**Fragmento de texto:**
=-=-=-=-=

Que haga un primer prototipo así y si da problemas ya se mejorará


Por cierto, hace unos años monté un circuito como ese del link. Era igual, con dos clavos y lo usaba para detectar cuando una maceta estaba con la tierra seca. Cuando estaba muy seco se encendía un LED y era muy efectivo.
Pero eso necesita mucha mucha humedad porque utiliza la conductividad de la tierra mojada, no sirve para detectar cambios en la humedad ambiente.
Pero como decias, es muy buena guia para hacerlo sustituyendo los clavos por el humistor. O lo sería si tuviese un esquema en vez de una foto


----------



## jhony85 (Oct 8, 2008)

entopnces pruebo con el del link?


----------



## jomainbe (Oct 8, 2008)

Cierto, no hay circuito, solo una foto

Otro link: http://www.pablin.com.ar/electron/circuito/ilum/intrcrep/index.htm

Es un interruptor crepuscular que enciende una bombilla cuando no hay luz. Sustituye la LDR por el sensor de humedad y la lampara por un relé, un diodo y el ventilador y listo.

Busca en google por "interruptor crepuscular" y encontrarás circuitos a patadas, seguro que hay más sencillos que el que te he puesto y que más o menos es el circuito que buscas. 

Otra pagina donde hay información sobre usar un transistor con un rele:

http://picmania.garcia-cuervo.com/Electronica_Basica.htm#CARGAS

Es una muy buena página. Busca donde trata el tema de las LDR y te vale para un sensor de humedad resistivo.


----------



## elcebollo001 (Ago 4, 2010)

hola que tal soy nuevo en el foro y me gustaria saber si puden ayudarme a desifrar un sensor de humedad que es de l*A* marca pidgets 1125 es un sensor de temperatura y humedad, se aliemnta con 5v y en uno de sus anales a la salida tenemos el valor de temperatura, el cual ya puedo leeren vokts y transformarlo a temperatura.. el problema es el valor de humedad pues solo lo tengo eln voltaje (2.14v) y no se como pasarlo a humedad!!! no hay mas informacion de este sensor, nisiquiera el datasheet mismo que da una formaula pero no creo mucho q*UE* sirva pues al q*UE* viene para temperatura no me sirvio y tuve q*UE* escalar el sensor!! alguna sugerencia sobre como leer valores de humedad!!!


----------



## elbrujo (Ago 4, 2010)

jhony85 dijo:


> Hola, quiero hacer lo siguiente:
> 
> Medir la humedad de un trastero que hay en mi casa y si ésta es mayor de un 60-65% que haya un ventilador encendido.
> 
> ...



Para que quieres encender un ventilador que tiene que ver con la humedad? el aire que movera el ventilador esta en la misma habitacion?

=-=-=-=-=

**Extractos de filas:**
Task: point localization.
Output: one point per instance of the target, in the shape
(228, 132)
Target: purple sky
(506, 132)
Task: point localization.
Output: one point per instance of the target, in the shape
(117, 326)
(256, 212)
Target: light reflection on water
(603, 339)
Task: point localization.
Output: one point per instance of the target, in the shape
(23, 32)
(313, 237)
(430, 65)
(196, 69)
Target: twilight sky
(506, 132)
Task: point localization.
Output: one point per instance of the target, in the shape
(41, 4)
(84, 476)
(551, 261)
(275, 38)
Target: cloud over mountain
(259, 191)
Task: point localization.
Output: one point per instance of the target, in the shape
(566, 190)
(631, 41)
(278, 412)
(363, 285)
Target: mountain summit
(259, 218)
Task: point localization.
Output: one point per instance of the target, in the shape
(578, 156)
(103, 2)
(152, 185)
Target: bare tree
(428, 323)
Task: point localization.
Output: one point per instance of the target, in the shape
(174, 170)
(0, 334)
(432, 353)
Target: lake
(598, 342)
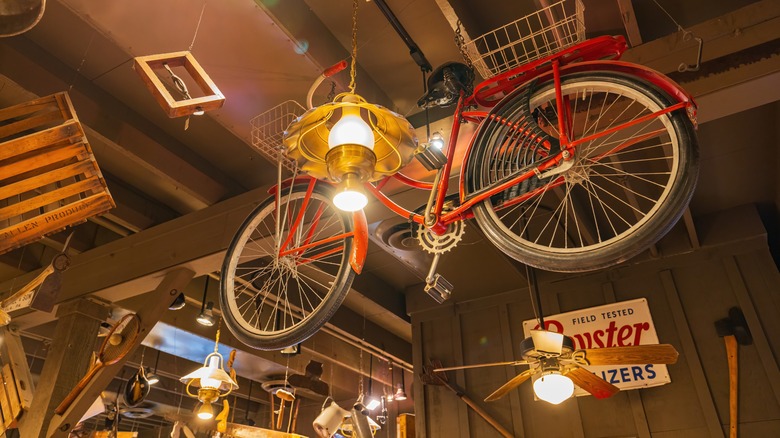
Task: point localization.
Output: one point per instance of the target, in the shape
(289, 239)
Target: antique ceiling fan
(555, 366)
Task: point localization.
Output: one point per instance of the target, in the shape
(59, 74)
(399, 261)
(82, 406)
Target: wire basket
(534, 36)
(268, 129)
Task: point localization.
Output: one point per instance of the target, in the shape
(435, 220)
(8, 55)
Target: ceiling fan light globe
(553, 387)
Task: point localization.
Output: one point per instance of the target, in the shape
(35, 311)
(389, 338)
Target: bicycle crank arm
(437, 286)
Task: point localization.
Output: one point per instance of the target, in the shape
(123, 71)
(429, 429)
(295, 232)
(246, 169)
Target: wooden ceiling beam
(125, 144)
(132, 265)
(296, 19)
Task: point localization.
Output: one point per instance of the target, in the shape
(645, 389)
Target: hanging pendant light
(350, 141)
(212, 382)
(400, 394)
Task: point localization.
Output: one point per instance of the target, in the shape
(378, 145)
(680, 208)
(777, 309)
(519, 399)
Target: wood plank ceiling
(181, 193)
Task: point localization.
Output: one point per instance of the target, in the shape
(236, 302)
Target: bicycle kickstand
(435, 285)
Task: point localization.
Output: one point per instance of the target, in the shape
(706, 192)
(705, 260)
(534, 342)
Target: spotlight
(178, 302)
(206, 316)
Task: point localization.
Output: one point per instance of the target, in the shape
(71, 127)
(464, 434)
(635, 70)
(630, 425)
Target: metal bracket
(437, 286)
(683, 67)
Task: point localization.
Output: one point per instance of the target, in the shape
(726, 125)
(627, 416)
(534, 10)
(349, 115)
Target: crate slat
(49, 178)
(41, 161)
(86, 167)
(51, 197)
(70, 131)
(31, 230)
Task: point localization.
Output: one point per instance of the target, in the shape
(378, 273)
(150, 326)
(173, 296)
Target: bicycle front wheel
(286, 272)
(625, 190)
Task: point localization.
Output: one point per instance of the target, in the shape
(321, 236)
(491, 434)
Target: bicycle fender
(653, 77)
(359, 241)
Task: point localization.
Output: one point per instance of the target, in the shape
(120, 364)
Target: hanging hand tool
(734, 331)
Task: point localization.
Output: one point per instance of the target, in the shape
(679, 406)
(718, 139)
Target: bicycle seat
(446, 83)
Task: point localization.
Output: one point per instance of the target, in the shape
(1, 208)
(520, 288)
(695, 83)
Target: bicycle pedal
(439, 288)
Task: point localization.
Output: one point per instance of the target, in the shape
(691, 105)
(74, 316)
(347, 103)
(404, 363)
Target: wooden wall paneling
(441, 404)
(482, 340)
(634, 396)
(689, 350)
(755, 325)
(508, 339)
(672, 408)
(418, 361)
(460, 378)
(762, 279)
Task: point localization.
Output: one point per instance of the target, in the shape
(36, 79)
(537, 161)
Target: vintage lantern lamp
(350, 141)
(212, 382)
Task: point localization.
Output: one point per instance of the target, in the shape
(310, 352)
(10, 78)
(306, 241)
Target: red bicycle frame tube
(359, 232)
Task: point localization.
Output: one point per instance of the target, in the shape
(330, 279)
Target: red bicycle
(579, 162)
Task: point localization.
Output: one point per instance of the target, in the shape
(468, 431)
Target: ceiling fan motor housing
(529, 352)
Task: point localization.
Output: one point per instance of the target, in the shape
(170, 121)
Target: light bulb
(208, 382)
(206, 412)
(351, 129)
(553, 387)
(373, 403)
(436, 140)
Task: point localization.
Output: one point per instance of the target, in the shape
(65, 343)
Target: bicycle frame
(552, 68)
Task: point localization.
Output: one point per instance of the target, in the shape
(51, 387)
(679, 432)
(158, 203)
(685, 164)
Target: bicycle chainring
(437, 244)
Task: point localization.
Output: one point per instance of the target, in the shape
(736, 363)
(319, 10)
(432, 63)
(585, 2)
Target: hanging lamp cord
(354, 48)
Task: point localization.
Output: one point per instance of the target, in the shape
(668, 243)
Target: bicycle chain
(461, 43)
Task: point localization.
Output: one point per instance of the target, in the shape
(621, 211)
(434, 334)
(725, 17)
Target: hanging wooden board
(13, 396)
(49, 178)
(206, 97)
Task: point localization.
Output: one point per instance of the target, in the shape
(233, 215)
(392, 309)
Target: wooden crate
(49, 178)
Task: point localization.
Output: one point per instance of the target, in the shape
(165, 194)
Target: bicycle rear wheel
(272, 299)
(625, 190)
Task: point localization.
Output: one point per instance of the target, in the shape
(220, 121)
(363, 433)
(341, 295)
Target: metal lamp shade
(306, 139)
(211, 371)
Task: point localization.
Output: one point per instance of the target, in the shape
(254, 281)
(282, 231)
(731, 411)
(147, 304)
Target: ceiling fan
(556, 366)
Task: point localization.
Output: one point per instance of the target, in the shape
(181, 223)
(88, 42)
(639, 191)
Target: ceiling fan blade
(637, 354)
(588, 381)
(547, 342)
(510, 385)
(482, 365)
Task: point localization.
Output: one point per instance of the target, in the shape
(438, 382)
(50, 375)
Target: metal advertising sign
(613, 325)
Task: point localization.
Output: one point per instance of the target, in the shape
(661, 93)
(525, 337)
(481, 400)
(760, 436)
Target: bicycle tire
(248, 271)
(601, 247)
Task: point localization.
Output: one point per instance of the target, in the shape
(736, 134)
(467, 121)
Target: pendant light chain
(216, 339)
(354, 47)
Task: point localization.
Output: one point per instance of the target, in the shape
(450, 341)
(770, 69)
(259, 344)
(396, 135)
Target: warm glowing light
(553, 387)
(373, 403)
(206, 412)
(351, 129)
(208, 382)
(436, 140)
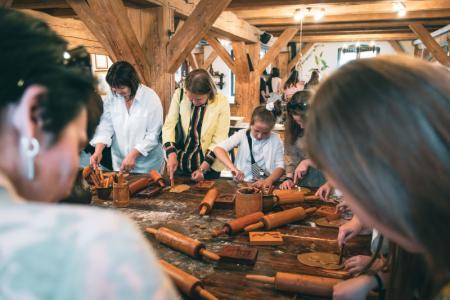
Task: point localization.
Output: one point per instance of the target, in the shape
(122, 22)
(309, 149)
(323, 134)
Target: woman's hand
(355, 288)
(238, 175)
(324, 191)
(95, 159)
(197, 175)
(287, 185)
(301, 170)
(349, 230)
(356, 264)
(172, 164)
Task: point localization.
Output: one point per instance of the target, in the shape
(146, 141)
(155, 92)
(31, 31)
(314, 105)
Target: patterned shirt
(50, 251)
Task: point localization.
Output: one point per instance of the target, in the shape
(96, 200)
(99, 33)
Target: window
(353, 52)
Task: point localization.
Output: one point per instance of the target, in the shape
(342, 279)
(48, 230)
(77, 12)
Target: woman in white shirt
(260, 154)
(131, 123)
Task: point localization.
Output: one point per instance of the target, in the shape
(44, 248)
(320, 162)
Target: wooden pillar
(155, 47)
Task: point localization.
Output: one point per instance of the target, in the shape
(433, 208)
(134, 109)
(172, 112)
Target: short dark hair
(200, 82)
(34, 55)
(262, 114)
(122, 73)
(380, 127)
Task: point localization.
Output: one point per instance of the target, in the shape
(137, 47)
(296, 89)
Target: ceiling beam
(221, 51)
(73, 31)
(412, 16)
(227, 24)
(275, 49)
(357, 37)
(429, 42)
(194, 28)
(397, 47)
(299, 55)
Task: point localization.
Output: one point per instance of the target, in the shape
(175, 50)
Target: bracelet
(380, 287)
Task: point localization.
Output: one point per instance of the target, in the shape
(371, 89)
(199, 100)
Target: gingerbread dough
(322, 260)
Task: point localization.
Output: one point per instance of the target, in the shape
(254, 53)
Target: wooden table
(227, 280)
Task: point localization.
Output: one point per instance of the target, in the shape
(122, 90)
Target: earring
(29, 148)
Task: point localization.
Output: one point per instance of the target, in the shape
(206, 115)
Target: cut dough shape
(334, 223)
(179, 188)
(322, 260)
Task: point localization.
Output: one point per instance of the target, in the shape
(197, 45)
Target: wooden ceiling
(353, 19)
(344, 19)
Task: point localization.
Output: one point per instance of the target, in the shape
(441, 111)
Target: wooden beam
(280, 43)
(196, 26)
(430, 43)
(221, 51)
(73, 31)
(299, 55)
(412, 16)
(397, 47)
(357, 37)
(6, 3)
(210, 59)
(240, 61)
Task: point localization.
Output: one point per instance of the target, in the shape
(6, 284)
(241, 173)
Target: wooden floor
(227, 280)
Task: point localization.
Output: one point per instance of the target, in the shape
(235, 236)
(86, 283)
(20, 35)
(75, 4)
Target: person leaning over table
(205, 120)
(50, 251)
(131, 123)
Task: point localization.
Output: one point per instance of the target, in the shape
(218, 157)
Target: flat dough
(322, 260)
(179, 188)
(333, 223)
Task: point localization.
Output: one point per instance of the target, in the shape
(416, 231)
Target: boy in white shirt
(260, 154)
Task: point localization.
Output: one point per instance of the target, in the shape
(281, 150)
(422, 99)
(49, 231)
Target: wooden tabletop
(227, 280)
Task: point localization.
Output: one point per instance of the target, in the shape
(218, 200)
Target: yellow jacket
(215, 125)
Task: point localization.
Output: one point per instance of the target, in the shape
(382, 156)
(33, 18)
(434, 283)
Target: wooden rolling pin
(237, 225)
(299, 283)
(139, 185)
(280, 218)
(187, 283)
(208, 201)
(157, 178)
(292, 197)
(182, 243)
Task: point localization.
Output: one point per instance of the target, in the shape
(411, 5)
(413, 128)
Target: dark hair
(200, 82)
(313, 80)
(34, 55)
(275, 72)
(122, 73)
(298, 105)
(292, 80)
(380, 128)
(260, 113)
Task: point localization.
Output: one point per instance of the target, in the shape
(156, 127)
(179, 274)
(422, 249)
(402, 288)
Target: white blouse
(268, 153)
(137, 128)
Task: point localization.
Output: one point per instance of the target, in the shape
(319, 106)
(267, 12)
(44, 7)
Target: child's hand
(355, 289)
(286, 185)
(238, 175)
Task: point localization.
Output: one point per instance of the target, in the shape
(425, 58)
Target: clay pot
(248, 201)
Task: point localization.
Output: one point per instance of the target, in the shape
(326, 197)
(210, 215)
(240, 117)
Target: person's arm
(103, 133)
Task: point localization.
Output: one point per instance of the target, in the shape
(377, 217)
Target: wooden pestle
(187, 283)
(237, 225)
(292, 197)
(157, 178)
(208, 201)
(280, 218)
(182, 243)
(299, 283)
(139, 185)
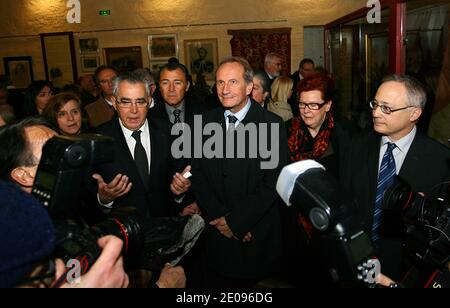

=-=-=-=-=

**Tarea asignada:** Prolonga el hilo del foro sobre el sensor de humedad para el trastero a partir de su último mensaje.

**Respuesta:**
----------



## Alreco (Ago 13, 2010)

Pero me pregunto cómo saber cuando se está al 65%. Jhony85, ¿tienes algún aparato de medición ya o es a pelo? Ten en cuenta que tal vez desees encender el ventilador al 65% y apagar al 60-55%, puesto que a lo mejor no quieres apagar con una simple bajada de 1% o 2%, con lo que tendrás que ajustar el umbral de encendido/apagado y para eso necesitarás más precisión.
Hola a todos este tema para mi tambien eta muy interesante. Pregunta poppez como seria si quiero que se pare el ventilador cuando tenga el 50% de humedad la habitacion.


----------



## elbrujo (Ago 13, 2010)

De donde sacan que moviendo el aire de una misma habitacion con un ventilador va a cambiar la humedad relativa del ambiente?


----------



## Scooter (Ago 13, 2010)

Hay sensores de humedad relativa. Pero tendrás que poner otro afuera, a ver si el aire que metes está peor aún.
Entiendo que se refiere a extractor, no a ventilador.

Pon unas resistencias de caldeo, si sube la temperatura del mismo aire baja su Hr
Ya sabes el resto de opciones, sales para desecar o máquina de frío que condense.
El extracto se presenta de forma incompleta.